Assignment 1
From Sian Armstrong's quoted remarks in the passage on salt in sauces, list every health condition that too much salt is said to cause or to raise the risk of.
Assignment 2
Reproduce the passage on salt in sauces word for word, starting at "When researchers analysed" and ending at "exacerbate hypertension risk.".
Assignment 3
Proceed with the passage on salt in sauces, picking up after its final sentence.

Heart Foundation Dietitian Sian Armstrong said the fact that some soy sauces contained more than double the amount of salt than others showed manufacturers can make their products less salty.
“We know that stir-fry dishes are really popular because they are quick, fresh and healthy but too many of us are unaware of just how much salt is hidden in the sauces we use,” Ms Armstrong said.
“A tablespoon of the saltiest soy sauce contains nearly 90 percent of your recommended daily salt intake, whereas the lowest salt soy sauce had less than half of that.
“Too much salt can cause high blood pressure, which increases your risk of stroke, heart and kidney disease.”
According to an Australian report, consuming too much fish sauce might increase a person’s blood pressure and put their heart health at risk.
When researchers analysed the salt content of 157 popular Asian-style sauce products they found that fish sauce was the saltiest offender.
The report showed that just one tablespoon of the popular ingredient contains 96 per cent of the recommended daily salt intake, on average.
While fish sauce is light and adds bursts of flavour and a hint of acidity to any dish, it is incredibly high in sodium, which can exacerbate hypertension risk.
Most canned tomato sauces are high in sodium.
One serving (135g) of marinara sauce contains 566mg of sodium.
As a rule, tomato products are problematic for people with hypertension.

Dataset content

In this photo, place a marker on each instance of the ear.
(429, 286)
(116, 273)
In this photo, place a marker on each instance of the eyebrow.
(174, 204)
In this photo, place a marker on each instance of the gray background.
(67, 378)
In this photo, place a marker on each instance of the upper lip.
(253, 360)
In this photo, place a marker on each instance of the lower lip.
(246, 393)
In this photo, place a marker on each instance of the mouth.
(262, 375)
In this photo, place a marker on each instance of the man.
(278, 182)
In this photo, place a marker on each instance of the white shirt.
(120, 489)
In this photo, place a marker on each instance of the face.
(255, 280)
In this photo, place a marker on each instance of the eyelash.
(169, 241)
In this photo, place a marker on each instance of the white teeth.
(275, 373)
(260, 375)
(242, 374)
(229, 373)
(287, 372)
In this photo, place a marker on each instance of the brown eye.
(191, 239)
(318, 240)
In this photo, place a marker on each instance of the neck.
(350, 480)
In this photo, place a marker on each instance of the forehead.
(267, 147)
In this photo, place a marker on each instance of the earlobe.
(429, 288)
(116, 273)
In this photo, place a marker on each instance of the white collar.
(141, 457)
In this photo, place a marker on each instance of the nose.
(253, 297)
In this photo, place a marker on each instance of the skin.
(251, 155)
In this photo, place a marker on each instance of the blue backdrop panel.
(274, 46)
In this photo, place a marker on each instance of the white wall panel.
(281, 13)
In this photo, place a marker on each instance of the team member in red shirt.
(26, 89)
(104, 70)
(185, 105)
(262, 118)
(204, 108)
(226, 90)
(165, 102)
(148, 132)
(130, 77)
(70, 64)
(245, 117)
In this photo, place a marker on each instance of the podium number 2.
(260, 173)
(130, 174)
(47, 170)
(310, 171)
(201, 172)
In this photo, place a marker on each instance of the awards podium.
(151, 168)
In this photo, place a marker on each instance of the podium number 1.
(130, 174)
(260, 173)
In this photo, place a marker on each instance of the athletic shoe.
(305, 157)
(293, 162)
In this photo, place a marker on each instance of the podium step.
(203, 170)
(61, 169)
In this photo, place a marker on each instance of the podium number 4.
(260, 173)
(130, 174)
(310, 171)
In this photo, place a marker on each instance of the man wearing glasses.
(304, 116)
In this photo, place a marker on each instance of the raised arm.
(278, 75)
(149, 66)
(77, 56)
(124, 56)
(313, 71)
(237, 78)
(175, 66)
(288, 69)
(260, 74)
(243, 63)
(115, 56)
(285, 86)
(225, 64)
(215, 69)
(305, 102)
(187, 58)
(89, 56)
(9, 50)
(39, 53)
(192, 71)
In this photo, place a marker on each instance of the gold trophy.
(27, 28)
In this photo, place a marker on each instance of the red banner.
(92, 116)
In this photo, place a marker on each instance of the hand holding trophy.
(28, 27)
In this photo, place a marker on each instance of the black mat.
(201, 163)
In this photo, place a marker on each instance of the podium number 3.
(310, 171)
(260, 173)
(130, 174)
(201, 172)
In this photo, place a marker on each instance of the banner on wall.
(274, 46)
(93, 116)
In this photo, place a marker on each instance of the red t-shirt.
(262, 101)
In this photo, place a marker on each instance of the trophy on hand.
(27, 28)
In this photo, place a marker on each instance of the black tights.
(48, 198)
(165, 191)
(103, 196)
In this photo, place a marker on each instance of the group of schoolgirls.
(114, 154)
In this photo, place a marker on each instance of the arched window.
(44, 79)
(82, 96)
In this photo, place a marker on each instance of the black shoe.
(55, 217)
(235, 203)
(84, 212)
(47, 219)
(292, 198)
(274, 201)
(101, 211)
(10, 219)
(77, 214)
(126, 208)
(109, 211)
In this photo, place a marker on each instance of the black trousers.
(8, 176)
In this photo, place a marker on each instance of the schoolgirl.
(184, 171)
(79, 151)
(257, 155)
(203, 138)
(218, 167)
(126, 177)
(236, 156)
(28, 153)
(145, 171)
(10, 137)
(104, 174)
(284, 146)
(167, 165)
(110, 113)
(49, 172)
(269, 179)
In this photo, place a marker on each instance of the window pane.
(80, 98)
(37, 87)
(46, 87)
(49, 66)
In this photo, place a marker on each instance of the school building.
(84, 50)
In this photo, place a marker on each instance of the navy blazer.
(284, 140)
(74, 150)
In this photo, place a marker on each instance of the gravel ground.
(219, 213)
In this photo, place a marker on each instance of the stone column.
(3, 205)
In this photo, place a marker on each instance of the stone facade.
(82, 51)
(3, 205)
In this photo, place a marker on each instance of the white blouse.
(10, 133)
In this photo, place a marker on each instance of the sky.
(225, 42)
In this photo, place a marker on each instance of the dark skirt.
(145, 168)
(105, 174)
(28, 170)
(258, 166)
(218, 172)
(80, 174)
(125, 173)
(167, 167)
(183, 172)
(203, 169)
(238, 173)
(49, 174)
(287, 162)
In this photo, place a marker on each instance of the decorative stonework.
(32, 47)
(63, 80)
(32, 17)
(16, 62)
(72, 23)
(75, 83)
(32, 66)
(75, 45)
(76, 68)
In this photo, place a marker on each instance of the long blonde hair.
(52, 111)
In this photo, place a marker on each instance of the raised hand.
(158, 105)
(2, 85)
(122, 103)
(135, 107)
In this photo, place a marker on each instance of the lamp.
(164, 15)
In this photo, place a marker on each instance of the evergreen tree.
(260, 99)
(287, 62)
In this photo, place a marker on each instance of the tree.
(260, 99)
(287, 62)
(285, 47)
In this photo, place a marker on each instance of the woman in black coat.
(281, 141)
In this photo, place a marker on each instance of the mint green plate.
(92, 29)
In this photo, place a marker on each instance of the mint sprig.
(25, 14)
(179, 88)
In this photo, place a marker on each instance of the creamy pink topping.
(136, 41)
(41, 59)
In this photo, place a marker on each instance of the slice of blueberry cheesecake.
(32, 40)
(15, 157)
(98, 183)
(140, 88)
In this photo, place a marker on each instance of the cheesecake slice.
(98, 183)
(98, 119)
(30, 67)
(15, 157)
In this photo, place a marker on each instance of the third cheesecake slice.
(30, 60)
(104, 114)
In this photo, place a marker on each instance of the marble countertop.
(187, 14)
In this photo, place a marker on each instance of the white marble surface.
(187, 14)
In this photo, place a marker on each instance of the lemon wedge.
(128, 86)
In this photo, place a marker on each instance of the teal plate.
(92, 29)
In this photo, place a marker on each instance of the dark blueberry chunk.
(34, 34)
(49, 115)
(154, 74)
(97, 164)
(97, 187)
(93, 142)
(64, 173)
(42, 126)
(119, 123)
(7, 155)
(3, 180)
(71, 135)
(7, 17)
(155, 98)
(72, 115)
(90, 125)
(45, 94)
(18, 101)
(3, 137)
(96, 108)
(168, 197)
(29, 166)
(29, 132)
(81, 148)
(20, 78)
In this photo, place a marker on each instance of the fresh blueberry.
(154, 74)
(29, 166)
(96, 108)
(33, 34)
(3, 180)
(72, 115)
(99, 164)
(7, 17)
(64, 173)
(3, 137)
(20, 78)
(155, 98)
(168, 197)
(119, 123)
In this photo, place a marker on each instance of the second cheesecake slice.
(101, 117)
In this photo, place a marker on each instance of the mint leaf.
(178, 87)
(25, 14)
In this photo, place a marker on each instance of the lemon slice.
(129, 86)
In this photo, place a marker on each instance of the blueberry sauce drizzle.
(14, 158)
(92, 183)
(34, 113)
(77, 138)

Answer 1
- High blood pressure
- Stroke
- Heart disease
- Kidney disease

Answer 2
When researchers analysed the salt content of 157 popular Asian-style sauce products they found that fish sauce was the saltiest offender.
The report showed that just one tablespoon of the popular ingredient contains 96 per cent of the recommended daily salt intake, on average.
While fish sauce is light and adds bursts of flavour and a hint of acidity to any dish, it is incredibly high in sodium, which can exacerbate hypertension risk.

Answer 3
However, you can often find low-sodium or reduced-sodium versions of all of these.
You must also watch your salt intake – the more salt you eat, the higher your blood pressure, warns the NHS.
“Aim to eat less than 6g (0.2oz) of salt a day, which is about a teaspoonful,” advises the health body.
As the American Heart Association (AHA) explains, the more potassium you eat, the more sodium you lose through urine.
“Potassium also helps to ease tension in your blood vessel walls, which helps further lower blood pressure,” explains the AHA.
If you’ve been diagnosed with hypertension, a few smart-eating strategies can help you prevent further blood pressure risks and possibly even reduce your blood pressure.
Experts recommend making a few easy swaps, such as looking for reduced sodium or trans-fat free options which can positively impact your reading.
It’s important to remember that eating and hypertension isn’t about deprivation.
Instead, it’s about eating smart and healthy for your heart and entire body.